▶ _What you need to do_
Transcribe the records below in full; pictures stay out of the copy.
..........
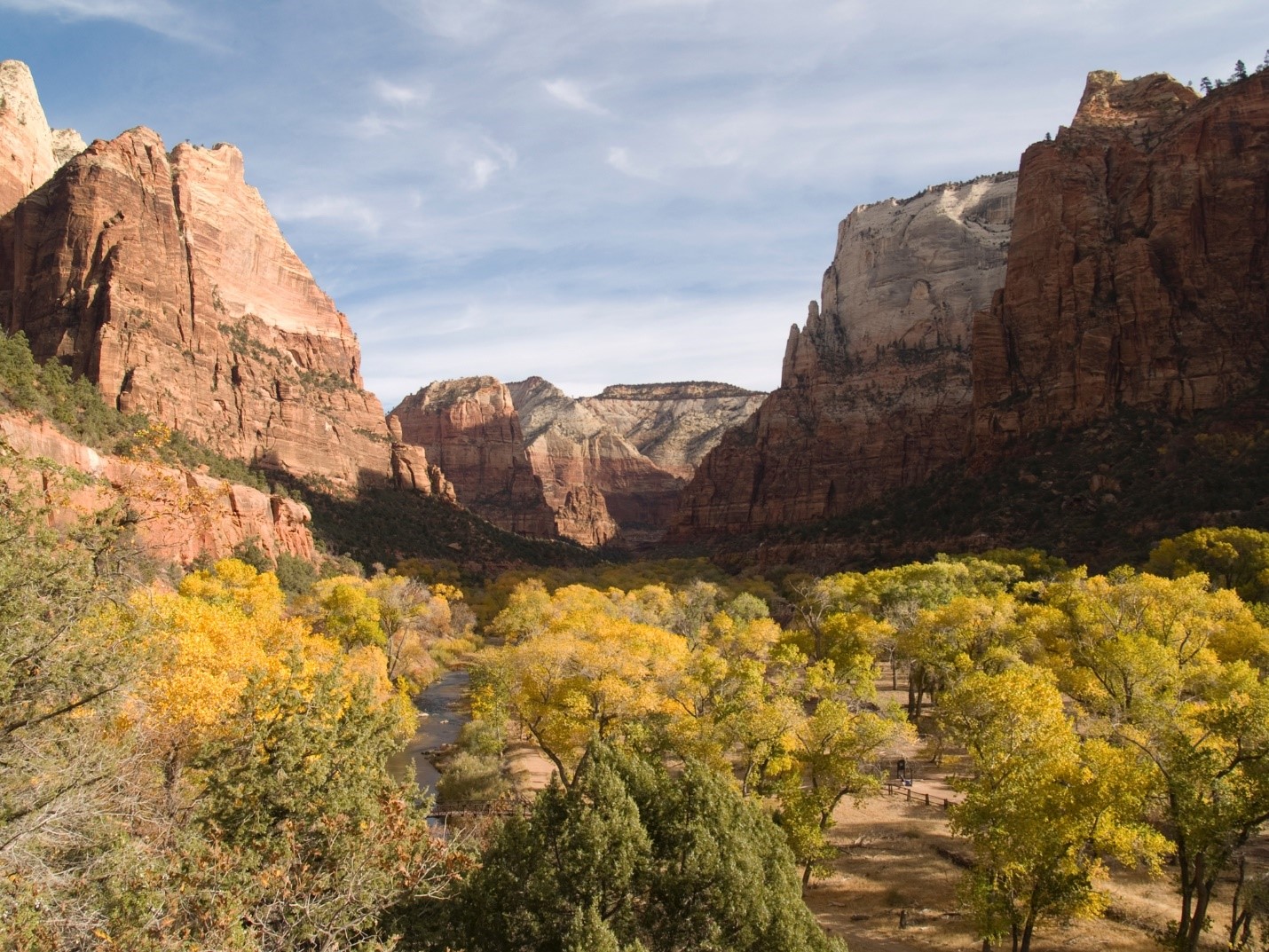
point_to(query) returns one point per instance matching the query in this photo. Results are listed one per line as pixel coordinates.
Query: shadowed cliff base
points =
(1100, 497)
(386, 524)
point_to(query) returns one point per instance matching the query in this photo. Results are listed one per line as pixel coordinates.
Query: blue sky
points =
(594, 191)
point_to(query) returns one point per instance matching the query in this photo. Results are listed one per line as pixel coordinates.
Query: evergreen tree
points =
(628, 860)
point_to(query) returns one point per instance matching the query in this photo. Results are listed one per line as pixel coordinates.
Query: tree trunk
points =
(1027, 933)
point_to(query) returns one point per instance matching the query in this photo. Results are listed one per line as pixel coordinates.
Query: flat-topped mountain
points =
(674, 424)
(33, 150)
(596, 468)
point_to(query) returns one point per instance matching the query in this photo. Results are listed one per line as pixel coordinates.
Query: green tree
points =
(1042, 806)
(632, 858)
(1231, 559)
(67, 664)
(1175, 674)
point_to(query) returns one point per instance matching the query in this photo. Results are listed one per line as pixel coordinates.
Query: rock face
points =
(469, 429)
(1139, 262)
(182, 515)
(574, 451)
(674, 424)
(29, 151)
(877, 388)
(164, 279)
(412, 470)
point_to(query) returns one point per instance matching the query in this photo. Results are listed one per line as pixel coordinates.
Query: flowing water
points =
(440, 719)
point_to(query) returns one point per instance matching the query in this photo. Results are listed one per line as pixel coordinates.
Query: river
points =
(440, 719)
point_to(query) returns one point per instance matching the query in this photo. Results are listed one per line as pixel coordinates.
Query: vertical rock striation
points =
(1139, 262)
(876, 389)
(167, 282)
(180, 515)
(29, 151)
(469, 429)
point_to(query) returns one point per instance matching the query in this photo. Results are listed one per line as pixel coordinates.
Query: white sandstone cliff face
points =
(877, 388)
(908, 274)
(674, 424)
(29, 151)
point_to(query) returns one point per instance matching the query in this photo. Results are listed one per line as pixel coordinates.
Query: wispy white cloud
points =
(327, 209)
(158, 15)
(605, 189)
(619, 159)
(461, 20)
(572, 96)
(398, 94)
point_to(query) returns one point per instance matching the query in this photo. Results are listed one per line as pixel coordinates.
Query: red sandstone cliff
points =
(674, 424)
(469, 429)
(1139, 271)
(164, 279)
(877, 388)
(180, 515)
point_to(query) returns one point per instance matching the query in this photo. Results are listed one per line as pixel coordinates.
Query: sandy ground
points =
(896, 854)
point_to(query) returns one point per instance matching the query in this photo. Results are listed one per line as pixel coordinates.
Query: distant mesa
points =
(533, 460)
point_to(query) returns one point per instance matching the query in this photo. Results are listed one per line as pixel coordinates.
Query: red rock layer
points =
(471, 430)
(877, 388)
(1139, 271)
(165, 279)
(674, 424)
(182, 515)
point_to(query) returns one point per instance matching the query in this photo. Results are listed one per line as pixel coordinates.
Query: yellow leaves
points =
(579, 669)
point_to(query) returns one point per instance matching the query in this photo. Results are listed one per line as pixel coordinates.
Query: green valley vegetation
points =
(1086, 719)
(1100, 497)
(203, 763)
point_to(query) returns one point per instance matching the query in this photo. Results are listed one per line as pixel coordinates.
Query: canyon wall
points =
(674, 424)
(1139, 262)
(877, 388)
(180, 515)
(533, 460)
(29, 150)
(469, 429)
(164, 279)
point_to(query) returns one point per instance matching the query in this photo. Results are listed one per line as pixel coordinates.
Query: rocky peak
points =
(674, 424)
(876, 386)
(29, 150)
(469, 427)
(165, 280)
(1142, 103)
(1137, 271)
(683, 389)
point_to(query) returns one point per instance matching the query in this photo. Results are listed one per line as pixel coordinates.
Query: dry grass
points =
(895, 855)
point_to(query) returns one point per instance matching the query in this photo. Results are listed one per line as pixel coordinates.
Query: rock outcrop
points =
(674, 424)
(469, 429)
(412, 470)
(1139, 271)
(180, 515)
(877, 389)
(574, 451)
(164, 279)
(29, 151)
..........
▶ _Exercise response_
point_to(query) returns one point per instance matching the query in this photo. Results are listed one per line as pixel coordinates.
Query: shadowed cliff base
points =
(1100, 497)
(386, 524)
point_to(query) returns one point per instance matching the query in this photo. Results are listed one per line as pixel coordinates.
Query: blue sky
points =
(594, 191)
point_to(query) returns one point per instance matching the query in this photo. Results are listed one per line as pixel coordinates.
Query: evergreen tree
points =
(628, 860)
point_to(query) returns one point per instance matching the query in this photo. Results are listed one per line as pixel coordinates.
Query: tree trunk
points =
(1027, 933)
point_to(query) returns one point per instance matching the query in this photo. Results are listed one per line as pixel coordinates.
Query: flat-topped mountain
points =
(674, 424)
(33, 150)
(596, 468)
point_to(query) returns one point per instance matching the query in this photo. Results are listed one per line as pixel coordinates.
Query: green tree
points =
(1042, 806)
(632, 858)
(1231, 559)
(67, 664)
(1175, 674)
point_to(query) returns one point per instance matching the query in this photo. Results are listed one per line as pixel coordinates.
Query: rock face
points =
(469, 429)
(1139, 262)
(182, 515)
(574, 451)
(674, 424)
(29, 151)
(877, 388)
(164, 279)
(412, 470)
point_to(query) returns one point per instance matching the query in this photo. Results are listed one per line as pixel coordinates.
Query: flowing water
points =
(440, 719)
point_to(query) returns one point per instance matching the query in this photo. Results are listed one per line as pixel coordinates.
Query: river
points =
(440, 719)
point_to(query) returns one point per instance matching the query in this photo. Results are listed one per line as pixel coordinates.
Query: vertical rock striation
points =
(1139, 262)
(876, 389)
(167, 282)
(180, 515)
(29, 151)
(469, 429)
point_to(query) returns one point per instance matching the query in this photo. Results are listed one per line as pixel coordinates.
Query: white sandstone cliff face
points =
(877, 388)
(908, 274)
(674, 424)
(29, 151)
point_to(query) returns one point per instance matching the query in this photo. Results are listed one per line as pixel coordinates.
Query: wispy white cloud
points =
(327, 209)
(158, 15)
(605, 189)
(619, 159)
(461, 20)
(572, 96)
(398, 94)
point_to(query) returns one point per instance matching the query in this photo. Results are listed one per line as pixel coordinates.
Query: red sandstone cliff
points =
(674, 424)
(469, 429)
(1139, 271)
(164, 279)
(877, 388)
(180, 515)
point_to(query) returns one point per instance matching the query in this photo. Results are listed one per line as pixel coordinates.
Query: sandy ground
points =
(896, 854)
point_to(query) returns one point per instance matching the query in this photo. Results are listed one per line as pixel coordinates.
Query: distant mesa
points =
(533, 460)
point_to(query) returns one point per instance matching the query in this photo. Results are listed one per line as pixel coordinates.
Query: red rock layer
points =
(471, 430)
(877, 388)
(1139, 271)
(165, 279)
(674, 424)
(182, 515)
point_to(query) returns one point per instance matching the query in this photo. Results are listed one per line as pixel coordinates.
Query: yellow leaves
points =
(579, 669)
point_to(query) returns one point per instance matching the query in this photo. Results are listed one per line as pixel coordinates.
Query: green valley vegetation
points =
(1086, 719)
(1100, 497)
(203, 763)
point_to(query) returns one point per instance matching the query in this photo. Results are listed one per line as pixel coordinates.
Query: canyon wall
points =
(674, 424)
(1139, 262)
(877, 388)
(180, 515)
(533, 460)
(29, 150)
(469, 429)
(164, 279)
point_to(query) returns one point per instance matching the query in this photo. Results are listed one per line as pixel coordinates.
Query: rocky peak
points =
(674, 424)
(876, 386)
(29, 150)
(469, 427)
(165, 280)
(1142, 103)
(1137, 271)
(683, 389)
point_to(query) returns one point per instance matching the query in this photo. Results are listed one per line as pixel coordinates.
Query: dry grass
points =
(895, 855)
point_to(query) returns one point per instance matching the query in this photo. Results are listed one per line as pixel coordinates.
Query: rock outcrop
points =
(674, 424)
(469, 429)
(412, 470)
(1139, 271)
(180, 515)
(877, 389)
(574, 451)
(164, 279)
(29, 151)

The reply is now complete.